> [Your objective]:
Copy out every line in the items below that contains the word "clicks", treating uppercase and lowercase as different.

> [Exercise material]:

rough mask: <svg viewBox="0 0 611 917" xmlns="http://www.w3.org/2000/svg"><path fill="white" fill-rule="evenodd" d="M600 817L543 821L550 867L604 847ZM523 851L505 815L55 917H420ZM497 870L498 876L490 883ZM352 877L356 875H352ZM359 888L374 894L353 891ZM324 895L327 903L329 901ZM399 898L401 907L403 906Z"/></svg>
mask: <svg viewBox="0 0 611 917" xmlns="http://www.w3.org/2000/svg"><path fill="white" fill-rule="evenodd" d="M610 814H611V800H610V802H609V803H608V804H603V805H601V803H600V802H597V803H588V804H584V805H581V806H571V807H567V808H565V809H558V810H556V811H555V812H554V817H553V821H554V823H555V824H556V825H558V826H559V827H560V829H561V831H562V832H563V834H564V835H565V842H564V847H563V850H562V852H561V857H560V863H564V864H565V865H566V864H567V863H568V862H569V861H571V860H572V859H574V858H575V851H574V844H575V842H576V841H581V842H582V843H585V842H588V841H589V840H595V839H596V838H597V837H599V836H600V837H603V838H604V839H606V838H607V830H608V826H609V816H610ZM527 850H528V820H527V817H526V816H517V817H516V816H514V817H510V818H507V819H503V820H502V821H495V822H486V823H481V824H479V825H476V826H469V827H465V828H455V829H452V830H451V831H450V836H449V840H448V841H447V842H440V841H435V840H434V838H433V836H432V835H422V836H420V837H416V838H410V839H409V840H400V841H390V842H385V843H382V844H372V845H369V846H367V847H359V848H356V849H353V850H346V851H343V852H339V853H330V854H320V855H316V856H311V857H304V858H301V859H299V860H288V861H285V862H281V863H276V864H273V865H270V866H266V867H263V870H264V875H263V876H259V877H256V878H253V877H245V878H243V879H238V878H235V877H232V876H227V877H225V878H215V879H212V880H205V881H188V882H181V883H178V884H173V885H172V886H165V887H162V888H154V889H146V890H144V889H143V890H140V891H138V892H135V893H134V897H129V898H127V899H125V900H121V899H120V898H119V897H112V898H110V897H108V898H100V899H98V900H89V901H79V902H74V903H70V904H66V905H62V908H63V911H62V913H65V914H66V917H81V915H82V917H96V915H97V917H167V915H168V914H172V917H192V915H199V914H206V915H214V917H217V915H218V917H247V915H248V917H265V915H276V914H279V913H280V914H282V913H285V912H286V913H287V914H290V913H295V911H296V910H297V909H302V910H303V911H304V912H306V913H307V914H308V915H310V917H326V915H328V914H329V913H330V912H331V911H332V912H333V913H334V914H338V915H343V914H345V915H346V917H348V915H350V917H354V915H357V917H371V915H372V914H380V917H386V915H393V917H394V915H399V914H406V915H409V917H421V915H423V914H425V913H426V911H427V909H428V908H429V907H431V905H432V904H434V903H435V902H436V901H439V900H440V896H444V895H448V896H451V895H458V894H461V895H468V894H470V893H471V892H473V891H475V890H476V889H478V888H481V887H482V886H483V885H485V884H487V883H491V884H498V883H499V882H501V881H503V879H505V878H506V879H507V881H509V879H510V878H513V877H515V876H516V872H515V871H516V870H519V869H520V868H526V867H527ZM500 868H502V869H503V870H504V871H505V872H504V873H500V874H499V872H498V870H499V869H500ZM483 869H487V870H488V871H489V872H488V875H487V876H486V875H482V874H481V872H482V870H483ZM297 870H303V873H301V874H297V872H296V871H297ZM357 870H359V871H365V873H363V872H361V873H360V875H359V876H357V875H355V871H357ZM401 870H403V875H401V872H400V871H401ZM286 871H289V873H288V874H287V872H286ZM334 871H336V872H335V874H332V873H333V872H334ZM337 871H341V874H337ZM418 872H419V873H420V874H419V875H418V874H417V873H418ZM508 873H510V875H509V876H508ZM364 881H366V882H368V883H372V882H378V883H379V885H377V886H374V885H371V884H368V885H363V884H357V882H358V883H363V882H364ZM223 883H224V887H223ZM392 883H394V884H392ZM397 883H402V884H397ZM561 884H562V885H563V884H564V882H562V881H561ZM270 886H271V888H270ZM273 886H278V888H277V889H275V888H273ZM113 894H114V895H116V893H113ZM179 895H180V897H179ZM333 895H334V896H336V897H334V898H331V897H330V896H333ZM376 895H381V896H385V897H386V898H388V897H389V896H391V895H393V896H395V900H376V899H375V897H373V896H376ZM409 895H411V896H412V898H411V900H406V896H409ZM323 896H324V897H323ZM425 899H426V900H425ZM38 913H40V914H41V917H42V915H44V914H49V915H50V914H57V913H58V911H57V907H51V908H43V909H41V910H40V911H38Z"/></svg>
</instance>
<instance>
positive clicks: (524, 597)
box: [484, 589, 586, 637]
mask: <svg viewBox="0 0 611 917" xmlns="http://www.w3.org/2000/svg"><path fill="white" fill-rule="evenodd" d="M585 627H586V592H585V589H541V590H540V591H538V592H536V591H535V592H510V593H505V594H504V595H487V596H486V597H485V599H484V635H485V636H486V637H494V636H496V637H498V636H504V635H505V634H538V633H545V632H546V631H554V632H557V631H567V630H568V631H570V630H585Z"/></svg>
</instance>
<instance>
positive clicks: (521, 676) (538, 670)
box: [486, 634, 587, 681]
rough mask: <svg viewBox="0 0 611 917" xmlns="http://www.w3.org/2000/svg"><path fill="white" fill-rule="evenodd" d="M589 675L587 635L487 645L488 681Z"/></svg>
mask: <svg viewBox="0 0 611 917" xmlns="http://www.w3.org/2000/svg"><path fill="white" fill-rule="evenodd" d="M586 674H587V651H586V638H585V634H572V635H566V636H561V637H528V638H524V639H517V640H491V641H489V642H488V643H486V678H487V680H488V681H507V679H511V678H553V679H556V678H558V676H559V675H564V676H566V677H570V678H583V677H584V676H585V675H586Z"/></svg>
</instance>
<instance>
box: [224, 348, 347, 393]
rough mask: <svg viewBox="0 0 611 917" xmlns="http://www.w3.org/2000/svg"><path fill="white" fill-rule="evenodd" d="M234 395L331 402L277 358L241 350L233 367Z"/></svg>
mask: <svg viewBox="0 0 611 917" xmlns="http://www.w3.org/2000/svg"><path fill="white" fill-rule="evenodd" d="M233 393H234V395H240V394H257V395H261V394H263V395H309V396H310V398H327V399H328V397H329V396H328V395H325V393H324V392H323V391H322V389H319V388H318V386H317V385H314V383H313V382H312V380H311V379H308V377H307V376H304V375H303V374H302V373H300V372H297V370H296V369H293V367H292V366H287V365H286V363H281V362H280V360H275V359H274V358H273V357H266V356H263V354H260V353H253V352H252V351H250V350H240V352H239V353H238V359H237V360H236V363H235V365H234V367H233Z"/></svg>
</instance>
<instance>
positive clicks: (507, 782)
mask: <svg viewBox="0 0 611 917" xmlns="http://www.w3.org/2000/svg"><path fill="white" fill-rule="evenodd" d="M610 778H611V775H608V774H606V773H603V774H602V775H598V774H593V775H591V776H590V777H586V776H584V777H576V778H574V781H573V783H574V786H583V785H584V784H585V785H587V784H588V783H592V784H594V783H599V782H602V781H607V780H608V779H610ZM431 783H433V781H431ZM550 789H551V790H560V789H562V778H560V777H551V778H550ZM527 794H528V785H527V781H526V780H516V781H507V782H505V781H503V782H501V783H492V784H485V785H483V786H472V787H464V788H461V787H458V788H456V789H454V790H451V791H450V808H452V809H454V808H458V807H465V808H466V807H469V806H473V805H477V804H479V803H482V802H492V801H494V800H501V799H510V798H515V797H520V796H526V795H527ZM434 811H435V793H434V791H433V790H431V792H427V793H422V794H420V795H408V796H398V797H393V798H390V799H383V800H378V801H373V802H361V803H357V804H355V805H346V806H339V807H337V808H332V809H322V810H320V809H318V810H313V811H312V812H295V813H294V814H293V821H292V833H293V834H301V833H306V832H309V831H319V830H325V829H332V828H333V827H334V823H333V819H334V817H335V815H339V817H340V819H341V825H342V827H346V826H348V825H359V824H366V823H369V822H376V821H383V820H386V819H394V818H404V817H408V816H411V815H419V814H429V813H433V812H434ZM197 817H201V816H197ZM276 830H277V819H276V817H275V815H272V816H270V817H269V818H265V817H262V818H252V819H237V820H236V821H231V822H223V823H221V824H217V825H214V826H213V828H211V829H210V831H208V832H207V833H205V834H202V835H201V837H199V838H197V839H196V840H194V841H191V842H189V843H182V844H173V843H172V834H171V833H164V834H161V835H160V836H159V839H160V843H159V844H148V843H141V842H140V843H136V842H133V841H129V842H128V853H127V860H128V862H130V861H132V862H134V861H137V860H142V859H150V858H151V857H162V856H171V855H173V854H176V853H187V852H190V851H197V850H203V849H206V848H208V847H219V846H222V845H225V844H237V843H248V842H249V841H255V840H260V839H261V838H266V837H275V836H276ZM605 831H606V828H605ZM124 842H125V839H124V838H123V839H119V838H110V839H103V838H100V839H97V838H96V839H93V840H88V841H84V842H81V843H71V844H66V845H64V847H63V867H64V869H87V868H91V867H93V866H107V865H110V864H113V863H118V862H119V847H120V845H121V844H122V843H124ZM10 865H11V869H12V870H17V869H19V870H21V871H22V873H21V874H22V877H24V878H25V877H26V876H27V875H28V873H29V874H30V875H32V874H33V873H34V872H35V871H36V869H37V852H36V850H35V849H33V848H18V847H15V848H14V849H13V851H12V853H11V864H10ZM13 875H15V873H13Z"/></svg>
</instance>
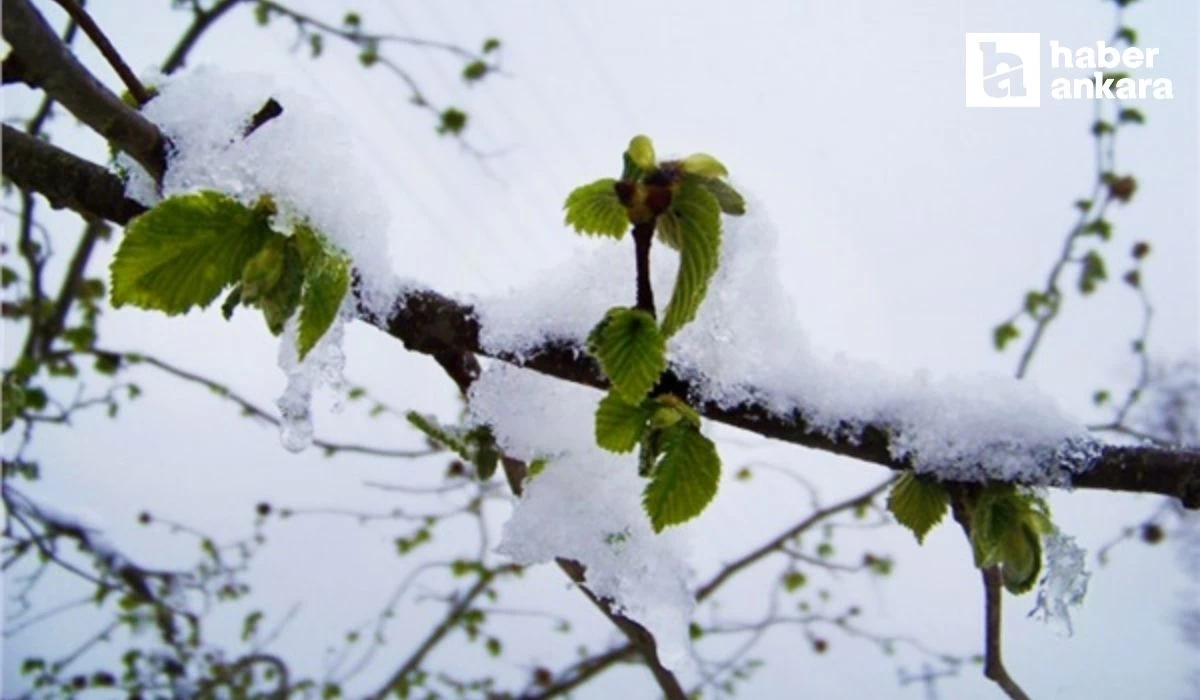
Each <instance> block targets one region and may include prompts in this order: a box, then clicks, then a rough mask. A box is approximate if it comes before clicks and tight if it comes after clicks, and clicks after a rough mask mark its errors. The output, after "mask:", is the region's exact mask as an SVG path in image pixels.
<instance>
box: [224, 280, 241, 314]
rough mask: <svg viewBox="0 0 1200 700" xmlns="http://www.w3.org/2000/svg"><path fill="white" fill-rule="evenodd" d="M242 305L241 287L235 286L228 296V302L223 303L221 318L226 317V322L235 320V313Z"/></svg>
mask: <svg viewBox="0 0 1200 700" xmlns="http://www.w3.org/2000/svg"><path fill="white" fill-rule="evenodd" d="M239 304H241V285H234V287H233V289H230V291H229V294H228V295H226V300H224V301H222V303H221V316H224V317H226V321H229V319H230V318H233V312H234V310H235V309H238V305H239Z"/></svg>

> [Exercise answer]:
positive clicks: (524, 597)
positive clicks: (521, 676) (538, 670)
positive clicks: (507, 782)
Each <instance> block targets one region and may include prompts in this order: a box, then clicks, then a rough mask. A box is approximate if it comes before clicks and tight if it comes after clicks, and clicks after a rough mask mark its errors. The output, after "mask:", is the region's exact mask as an SVG path in image pixels.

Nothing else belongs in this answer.